• [Record excerpts]:
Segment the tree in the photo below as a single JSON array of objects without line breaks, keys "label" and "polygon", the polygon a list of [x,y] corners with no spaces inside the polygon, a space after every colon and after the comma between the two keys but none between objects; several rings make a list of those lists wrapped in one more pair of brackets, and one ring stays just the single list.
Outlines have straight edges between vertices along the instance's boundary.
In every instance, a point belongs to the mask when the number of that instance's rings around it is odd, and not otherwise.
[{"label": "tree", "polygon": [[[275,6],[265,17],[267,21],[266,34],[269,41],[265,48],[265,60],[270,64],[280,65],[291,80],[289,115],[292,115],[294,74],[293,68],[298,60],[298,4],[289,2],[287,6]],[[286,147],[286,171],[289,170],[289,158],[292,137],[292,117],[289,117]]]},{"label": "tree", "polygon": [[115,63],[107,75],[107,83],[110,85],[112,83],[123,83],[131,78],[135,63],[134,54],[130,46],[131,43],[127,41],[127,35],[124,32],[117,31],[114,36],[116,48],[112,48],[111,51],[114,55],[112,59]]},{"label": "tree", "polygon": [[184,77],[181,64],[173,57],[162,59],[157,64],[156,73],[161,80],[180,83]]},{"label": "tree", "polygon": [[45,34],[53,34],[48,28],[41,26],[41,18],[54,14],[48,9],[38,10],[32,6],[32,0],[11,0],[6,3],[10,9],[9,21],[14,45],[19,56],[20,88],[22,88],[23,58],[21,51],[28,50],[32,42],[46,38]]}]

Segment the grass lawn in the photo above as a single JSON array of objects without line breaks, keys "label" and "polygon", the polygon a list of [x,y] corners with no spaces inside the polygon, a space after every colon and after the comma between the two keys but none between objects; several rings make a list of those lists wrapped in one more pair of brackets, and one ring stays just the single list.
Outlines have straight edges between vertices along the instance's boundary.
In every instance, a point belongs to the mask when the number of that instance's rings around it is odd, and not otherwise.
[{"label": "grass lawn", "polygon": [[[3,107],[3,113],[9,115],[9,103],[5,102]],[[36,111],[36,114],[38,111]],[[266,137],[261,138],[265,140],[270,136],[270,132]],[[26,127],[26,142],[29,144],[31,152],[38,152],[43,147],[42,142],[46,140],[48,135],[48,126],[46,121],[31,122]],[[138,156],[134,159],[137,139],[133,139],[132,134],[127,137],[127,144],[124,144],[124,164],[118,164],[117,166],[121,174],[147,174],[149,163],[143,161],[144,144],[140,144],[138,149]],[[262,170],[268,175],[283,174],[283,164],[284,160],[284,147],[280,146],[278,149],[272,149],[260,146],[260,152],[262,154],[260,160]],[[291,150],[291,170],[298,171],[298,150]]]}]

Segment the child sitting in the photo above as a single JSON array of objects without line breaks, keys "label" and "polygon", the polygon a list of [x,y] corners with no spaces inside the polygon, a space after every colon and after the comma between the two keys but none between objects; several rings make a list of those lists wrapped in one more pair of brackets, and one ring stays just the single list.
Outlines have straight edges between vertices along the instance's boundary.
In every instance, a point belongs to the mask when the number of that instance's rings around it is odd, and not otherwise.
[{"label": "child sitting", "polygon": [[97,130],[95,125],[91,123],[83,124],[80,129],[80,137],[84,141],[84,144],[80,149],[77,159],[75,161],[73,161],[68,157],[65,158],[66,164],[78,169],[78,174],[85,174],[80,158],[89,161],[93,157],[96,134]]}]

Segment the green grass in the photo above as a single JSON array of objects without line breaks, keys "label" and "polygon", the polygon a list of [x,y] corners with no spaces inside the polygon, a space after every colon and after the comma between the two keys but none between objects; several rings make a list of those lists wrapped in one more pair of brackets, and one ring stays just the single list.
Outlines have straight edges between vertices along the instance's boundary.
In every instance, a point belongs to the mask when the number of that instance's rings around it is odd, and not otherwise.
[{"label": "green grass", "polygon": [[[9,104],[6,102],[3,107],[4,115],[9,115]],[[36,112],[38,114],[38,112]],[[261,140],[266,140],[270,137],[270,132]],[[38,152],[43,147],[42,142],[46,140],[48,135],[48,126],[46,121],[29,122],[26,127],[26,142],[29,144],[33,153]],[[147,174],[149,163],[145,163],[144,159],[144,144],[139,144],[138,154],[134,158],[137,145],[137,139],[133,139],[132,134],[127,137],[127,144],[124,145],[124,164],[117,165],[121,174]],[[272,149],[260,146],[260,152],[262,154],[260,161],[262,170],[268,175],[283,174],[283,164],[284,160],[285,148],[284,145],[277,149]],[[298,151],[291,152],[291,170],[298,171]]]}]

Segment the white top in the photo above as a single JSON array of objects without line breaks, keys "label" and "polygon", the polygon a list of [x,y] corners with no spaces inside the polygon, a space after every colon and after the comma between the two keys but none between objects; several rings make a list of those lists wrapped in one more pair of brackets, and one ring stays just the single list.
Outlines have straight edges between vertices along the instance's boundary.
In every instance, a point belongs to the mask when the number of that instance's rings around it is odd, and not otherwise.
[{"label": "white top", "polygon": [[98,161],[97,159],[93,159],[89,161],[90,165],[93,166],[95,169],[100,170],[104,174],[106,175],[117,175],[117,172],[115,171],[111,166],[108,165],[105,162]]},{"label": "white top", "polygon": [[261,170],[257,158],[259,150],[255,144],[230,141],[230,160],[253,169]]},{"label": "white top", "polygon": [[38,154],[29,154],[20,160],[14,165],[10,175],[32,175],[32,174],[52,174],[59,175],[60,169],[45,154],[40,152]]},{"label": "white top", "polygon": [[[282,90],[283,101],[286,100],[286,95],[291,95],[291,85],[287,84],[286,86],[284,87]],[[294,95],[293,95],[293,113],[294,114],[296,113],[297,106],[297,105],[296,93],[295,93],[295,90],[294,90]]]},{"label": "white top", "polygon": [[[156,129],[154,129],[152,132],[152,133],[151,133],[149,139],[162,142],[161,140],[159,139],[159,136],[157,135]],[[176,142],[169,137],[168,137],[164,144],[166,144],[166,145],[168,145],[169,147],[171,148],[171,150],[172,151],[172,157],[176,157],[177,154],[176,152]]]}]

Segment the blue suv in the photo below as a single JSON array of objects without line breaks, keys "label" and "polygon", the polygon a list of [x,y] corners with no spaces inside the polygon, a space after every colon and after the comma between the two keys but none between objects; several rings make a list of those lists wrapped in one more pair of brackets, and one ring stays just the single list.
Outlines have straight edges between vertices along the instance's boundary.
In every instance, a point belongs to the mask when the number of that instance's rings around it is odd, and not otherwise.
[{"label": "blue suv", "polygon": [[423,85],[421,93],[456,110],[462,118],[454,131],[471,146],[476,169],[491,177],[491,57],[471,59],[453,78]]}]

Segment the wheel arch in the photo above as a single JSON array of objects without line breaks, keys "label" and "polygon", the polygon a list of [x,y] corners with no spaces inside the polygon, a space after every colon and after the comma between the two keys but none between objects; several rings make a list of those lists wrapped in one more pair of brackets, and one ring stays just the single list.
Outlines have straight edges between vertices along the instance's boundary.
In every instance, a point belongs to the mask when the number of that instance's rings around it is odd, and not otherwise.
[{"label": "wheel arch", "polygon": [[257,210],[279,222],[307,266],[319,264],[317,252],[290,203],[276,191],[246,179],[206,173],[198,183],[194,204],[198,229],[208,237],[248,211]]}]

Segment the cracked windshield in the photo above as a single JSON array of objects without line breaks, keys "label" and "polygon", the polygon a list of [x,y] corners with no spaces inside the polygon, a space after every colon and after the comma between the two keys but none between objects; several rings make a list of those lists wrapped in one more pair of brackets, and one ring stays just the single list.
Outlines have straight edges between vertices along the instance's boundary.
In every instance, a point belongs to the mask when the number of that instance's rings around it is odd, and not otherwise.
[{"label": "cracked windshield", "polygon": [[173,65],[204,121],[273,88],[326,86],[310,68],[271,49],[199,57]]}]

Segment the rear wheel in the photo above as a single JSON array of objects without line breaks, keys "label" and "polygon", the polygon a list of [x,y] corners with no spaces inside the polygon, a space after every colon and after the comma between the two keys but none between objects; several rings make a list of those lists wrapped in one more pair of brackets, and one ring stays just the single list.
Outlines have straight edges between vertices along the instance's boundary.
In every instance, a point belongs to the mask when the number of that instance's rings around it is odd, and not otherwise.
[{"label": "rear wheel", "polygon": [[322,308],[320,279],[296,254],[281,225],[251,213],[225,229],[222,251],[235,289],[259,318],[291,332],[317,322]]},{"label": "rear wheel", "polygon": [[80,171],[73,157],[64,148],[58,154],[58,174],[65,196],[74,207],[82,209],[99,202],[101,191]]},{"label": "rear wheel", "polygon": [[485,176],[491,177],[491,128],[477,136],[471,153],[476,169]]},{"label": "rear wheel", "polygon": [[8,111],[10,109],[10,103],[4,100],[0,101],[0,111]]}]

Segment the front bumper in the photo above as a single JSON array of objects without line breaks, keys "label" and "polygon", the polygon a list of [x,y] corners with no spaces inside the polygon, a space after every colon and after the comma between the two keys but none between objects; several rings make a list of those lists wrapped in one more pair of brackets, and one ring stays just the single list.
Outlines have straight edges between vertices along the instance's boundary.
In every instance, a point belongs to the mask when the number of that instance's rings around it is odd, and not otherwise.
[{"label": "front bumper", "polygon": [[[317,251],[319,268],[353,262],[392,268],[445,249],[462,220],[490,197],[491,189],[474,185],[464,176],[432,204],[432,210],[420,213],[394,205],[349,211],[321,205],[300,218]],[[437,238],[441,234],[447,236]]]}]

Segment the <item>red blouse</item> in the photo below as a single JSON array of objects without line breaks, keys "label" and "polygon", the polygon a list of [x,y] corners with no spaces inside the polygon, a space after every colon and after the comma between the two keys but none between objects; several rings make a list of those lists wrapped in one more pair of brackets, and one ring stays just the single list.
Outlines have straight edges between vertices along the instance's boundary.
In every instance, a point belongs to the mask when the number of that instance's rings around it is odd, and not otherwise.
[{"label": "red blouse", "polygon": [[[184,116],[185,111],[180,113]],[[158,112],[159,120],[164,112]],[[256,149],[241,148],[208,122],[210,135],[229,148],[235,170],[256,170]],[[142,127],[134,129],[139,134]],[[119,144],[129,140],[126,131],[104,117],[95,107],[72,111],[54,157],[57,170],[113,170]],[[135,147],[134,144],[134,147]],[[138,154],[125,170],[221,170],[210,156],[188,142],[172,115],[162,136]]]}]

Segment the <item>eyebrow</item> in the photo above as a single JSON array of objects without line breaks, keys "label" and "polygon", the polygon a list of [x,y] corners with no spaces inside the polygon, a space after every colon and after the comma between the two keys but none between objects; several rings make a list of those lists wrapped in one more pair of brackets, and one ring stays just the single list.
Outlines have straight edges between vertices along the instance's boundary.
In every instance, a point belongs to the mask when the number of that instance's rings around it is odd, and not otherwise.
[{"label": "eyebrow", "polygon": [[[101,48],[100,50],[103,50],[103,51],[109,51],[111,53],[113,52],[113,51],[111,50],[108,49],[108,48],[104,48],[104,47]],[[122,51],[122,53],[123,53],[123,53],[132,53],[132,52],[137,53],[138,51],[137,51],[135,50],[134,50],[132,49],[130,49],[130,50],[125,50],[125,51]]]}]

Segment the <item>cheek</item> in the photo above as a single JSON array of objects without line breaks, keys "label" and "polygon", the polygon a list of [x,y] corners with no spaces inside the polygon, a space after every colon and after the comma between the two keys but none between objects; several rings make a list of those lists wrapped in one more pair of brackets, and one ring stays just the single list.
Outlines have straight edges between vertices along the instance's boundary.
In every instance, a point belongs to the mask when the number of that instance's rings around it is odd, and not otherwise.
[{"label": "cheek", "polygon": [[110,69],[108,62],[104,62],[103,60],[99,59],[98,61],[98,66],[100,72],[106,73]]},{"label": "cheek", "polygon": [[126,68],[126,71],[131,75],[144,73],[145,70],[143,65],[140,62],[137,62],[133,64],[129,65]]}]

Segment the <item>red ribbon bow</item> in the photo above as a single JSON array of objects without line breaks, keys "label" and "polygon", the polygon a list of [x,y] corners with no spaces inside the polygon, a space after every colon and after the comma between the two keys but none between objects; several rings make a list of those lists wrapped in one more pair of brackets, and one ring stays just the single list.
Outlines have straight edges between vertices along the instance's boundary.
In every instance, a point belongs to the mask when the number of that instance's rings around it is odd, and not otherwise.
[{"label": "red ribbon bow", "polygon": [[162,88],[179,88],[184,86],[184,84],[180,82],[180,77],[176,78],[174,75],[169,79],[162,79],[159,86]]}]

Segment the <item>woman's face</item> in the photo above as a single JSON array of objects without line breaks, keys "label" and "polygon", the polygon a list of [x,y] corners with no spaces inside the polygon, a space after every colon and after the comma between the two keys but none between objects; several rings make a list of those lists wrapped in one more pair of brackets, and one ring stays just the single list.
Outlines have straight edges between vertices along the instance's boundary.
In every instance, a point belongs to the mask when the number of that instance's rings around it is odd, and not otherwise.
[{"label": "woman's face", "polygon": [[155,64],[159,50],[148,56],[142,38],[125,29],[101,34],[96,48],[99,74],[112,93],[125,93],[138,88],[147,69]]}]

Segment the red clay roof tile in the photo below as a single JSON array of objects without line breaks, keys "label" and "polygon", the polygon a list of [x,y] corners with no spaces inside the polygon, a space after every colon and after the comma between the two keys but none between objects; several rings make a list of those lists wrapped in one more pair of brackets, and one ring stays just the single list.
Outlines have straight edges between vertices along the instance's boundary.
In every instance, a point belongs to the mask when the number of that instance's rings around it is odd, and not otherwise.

• [Work required]: Take the line with "Segment the red" and all lines after it through the end of the records, and write them out exactly; include nothing else.

• [Full output]:
Segment the red clay roof tile in the photo below as a single JSON array of objects without line breaks, keys "label" and "polygon", the polygon a list of [x,y] corners with no spaces inside the polygon, a space after every colon and after the comma between the two keys but none between objects; several rings make a list of those lists wrapped in one more pair of brackets, and one ring stays just the single list.
Outlines have straight edges between vertices along the instance's boundary.
In every instance, a point belongs to the mask when the number of that instance's rings around it is odd, and not otherwise.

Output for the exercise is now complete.